══ STORED RECORDS

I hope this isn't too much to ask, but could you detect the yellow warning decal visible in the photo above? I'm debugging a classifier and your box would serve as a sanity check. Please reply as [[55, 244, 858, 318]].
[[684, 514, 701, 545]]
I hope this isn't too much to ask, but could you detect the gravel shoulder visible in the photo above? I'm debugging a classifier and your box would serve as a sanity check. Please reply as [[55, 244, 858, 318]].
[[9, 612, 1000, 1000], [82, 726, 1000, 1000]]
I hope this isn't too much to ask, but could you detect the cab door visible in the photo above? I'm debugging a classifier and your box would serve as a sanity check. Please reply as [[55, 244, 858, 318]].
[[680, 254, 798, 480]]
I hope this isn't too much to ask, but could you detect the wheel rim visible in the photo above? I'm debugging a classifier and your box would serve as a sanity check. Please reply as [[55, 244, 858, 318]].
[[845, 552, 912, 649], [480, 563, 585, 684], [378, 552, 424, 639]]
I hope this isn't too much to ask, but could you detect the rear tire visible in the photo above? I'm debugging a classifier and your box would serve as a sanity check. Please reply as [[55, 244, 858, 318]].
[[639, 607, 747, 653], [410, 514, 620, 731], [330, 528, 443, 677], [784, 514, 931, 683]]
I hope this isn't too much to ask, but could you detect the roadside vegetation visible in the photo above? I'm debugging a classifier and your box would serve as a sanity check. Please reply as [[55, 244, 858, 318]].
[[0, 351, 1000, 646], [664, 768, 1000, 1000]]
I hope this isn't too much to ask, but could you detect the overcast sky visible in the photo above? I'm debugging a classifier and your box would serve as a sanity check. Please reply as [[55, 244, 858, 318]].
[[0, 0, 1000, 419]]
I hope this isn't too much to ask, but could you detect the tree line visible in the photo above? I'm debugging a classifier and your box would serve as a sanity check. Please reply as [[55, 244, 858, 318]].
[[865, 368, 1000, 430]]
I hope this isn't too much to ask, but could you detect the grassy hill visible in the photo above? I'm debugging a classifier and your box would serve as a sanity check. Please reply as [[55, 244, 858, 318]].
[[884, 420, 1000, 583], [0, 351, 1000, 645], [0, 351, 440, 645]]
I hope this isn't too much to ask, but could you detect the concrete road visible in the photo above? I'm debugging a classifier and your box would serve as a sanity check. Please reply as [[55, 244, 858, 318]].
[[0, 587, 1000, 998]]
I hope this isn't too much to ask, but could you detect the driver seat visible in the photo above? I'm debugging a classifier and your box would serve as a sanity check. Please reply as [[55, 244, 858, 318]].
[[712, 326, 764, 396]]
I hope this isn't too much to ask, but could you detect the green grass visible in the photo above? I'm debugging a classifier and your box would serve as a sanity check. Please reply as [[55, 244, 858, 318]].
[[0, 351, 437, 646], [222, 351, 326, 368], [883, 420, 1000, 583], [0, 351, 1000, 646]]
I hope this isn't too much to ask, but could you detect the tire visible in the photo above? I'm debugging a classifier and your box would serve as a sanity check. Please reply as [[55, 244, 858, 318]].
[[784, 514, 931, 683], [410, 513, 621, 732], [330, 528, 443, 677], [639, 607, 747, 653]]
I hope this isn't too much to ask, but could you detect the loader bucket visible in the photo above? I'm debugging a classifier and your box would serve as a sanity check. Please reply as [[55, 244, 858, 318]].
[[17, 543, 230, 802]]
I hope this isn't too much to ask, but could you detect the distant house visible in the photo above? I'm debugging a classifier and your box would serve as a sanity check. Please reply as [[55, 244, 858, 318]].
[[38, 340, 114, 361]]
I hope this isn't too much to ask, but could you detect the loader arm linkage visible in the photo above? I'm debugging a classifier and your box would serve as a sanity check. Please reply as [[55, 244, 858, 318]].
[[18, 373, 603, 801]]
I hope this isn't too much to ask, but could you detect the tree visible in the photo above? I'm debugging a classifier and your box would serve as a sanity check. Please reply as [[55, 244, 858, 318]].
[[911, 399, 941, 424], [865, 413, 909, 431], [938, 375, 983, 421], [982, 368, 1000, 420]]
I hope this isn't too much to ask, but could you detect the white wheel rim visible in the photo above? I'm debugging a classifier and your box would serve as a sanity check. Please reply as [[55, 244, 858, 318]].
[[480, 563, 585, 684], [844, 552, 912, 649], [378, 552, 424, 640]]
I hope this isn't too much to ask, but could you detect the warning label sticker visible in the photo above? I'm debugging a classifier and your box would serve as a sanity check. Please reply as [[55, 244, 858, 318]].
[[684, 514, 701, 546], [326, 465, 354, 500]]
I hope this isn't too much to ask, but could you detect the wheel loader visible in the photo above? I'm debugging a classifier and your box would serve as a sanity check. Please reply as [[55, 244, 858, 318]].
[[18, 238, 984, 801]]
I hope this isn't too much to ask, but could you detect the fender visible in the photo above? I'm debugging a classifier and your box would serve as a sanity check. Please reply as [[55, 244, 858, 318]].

════

### [GIVEN REQUEST]
Rewrite the data above, putting "cross-check" wherever "sanity check" appears and leaving every other word unchanged.

### [CORRECT OUTPUT]
I hope this isn't too much to ask, but could you detect the yellow warning decal visible in the photo above? I'm debugging a classifier and your box would serve as a cross-check. Please reply as [[55, 244, 858, 318]].
[[684, 514, 701, 545]]
I hope this isn't too much to ask, but could you detect the gravel shoulder visible in the photo above? I'm debugging a classifier and your box would serve as a cross-check. Please reply as [[55, 244, 858, 318]].
[[9, 612, 1000, 1000], [82, 726, 1000, 1000]]
I hope this isn't too much to ask, but could you detect the cab door visible in the photo above? I'm debugging a classifier and your box would serve as a cross-check. Please reply as [[55, 244, 858, 318]].
[[680, 254, 798, 480]]
I hope this isn't too much to ask, but could you detect the wheel rim visible in the photo above? I'm debugging a classifier and your box would serve as a cross-check. Please reply as [[55, 244, 858, 318]].
[[845, 552, 912, 649], [480, 563, 585, 684], [378, 552, 424, 639]]
I hope this isn't too much to ask, but could you detect the rear tire visible in the photo above? I'm debugging a classifier and your box would serve as a cross-check. Please reply as [[55, 244, 858, 318]].
[[639, 607, 747, 653], [410, 514, 620, 731], [330, 528, 443, 677], [784, 514, 931, 683]]
I hope this isn't too much to ask, but could you detect the roadside vegetation visible in the photo above? I'm debugging a classifier and your box would serve as a cross-check. Please reply as [[55, 244, 858, 318]].
[[0, 351, 1000, 646], [664, 768, 1000, 1000]]
I hope this isn't too much to ask, but could you detect the overcast sky visible in the photo above? I'm debugging a classifier and your box would serve as a cross-check. Please reply as [[55, 244, 858, 318]].
[[0, 0, 1000, 419]]
I hope this isn't too much to ask, but could you detect the tree line visible in the photo above? I'm debugging a classifier and your box would serve as a cross-check. Please reply as [[55, 244, 858, 318]].
[[865, 368, 1000, 430]]
I hope this isn't too much to ask, but could you detect the grassy hill visible in the photo above? I'm debugging a classifier and your box would serve as a cross-check. Please reply as [[55, 244, 858, 318]].
[[884, 420, 1000, 583], [0, 351, 1000, 645], [0, 351, 440, 645]]
I hope this isn't too much to ask, but could you detect the concrete road visible in the photo above? I'm debugging a classifier and your box would serve as a cross-check. Please reply as [[55, 244, 858, 318]].
[[0, 587, 1000, 998]]
I hope this isn't too much to ask, but could you detect the driver seat visible in the photo above? I'm debugging a classifier and your box would serve as a cross-check. Please reply as [[55, 244, 858, 318]].
[[712, 326, 764, 396]]
I hope this isn't too much to ask, but could you detect the green grass visible in the photo above? I'm debugging a classifier and your box would serve as a cross-check. Please reply as [[55, 244, 858, 318]].
[[0, 351, 437, 646], [222, 351, 326, 368], [883, 420, 1000, 583], [0, 351, 1000, 646]]
I hope this isn't too much to ask, but could you detect the tire visible in the photo above? I'm debugging a classifier and your box would serve as a cross-check. Please reply as [[55, 244, 858, 318]].
[[784, 514, 931, 683], [410, 513, 621, 732], [330, 528, 443, 677], [639, 607, 747, 653]]
I hope this isn't too much to ask, but could you detect the loader bucket visible in the photo above? I'm debugging a classifier and your box would serve as a cross-check. Please reply as [[55, 244, 858, 318]].
[[17, 543, 230, 802]]
I hope this isn't too much to ask, but could you detect the distant house visible in the photo above? I'm debugging a classifier and your box would serve as a cross-check. Please reply as [[55, 244, 858, 318]].
[[38, 340, 114, 361]]
I hope this isn't too much to ask, but could you detect the loader arm linkage visible in the photo above? I'm debugging a classifier and your box would serve as a cross-check. Please reply as [[55, 244, 858, 318]].
[[18, 373, 603, 801]]
I hope this isn't too much to ask, but could you detect the tree visible in the photo above? I'm debugging a classifier and your box would serve as a cross-check. Please reply as [[55, 244, 858, 318]].
[[911, 399, 941, 424], [865, 413, 909, 431], [938, 375, 983, 421], [982, 368, 1000, 420]]
I hope this isn't too much to ask, but could you detect the white wheel rim visible in the photo above? I'm debugging a classifier and your box would serve as a cross-check. Please reply as [[55, 244, 858, 318]].
[[480, 563, 585, 684], [844, 552, 912, 649], [378, 552, 424, 640]]
I hope this isn't too much to ask, but could you detect the warning label sticker visible in the photo above? I'm debugging a classifier and your box would serve as a cross-check. Please reply as [[55, 244, 858, 318]].
[[684, 514, 701, 546], [326, 465, 354, 500]]
I hope this isn't too much to ask, but could you detect the wheel loader visible in the photo above? I'm debugging a classifier and your box would serve as a cross-check. Please reply as [[55, 244, 858, 318]].
[[18, 238, 984, 801]]
I hope this isn't too much to ask, but could you detect the fender visible in the photo above? I'm debugging a classifier and your box would serve as a cross-check. Please reply as [[55, 244, 858, 318]].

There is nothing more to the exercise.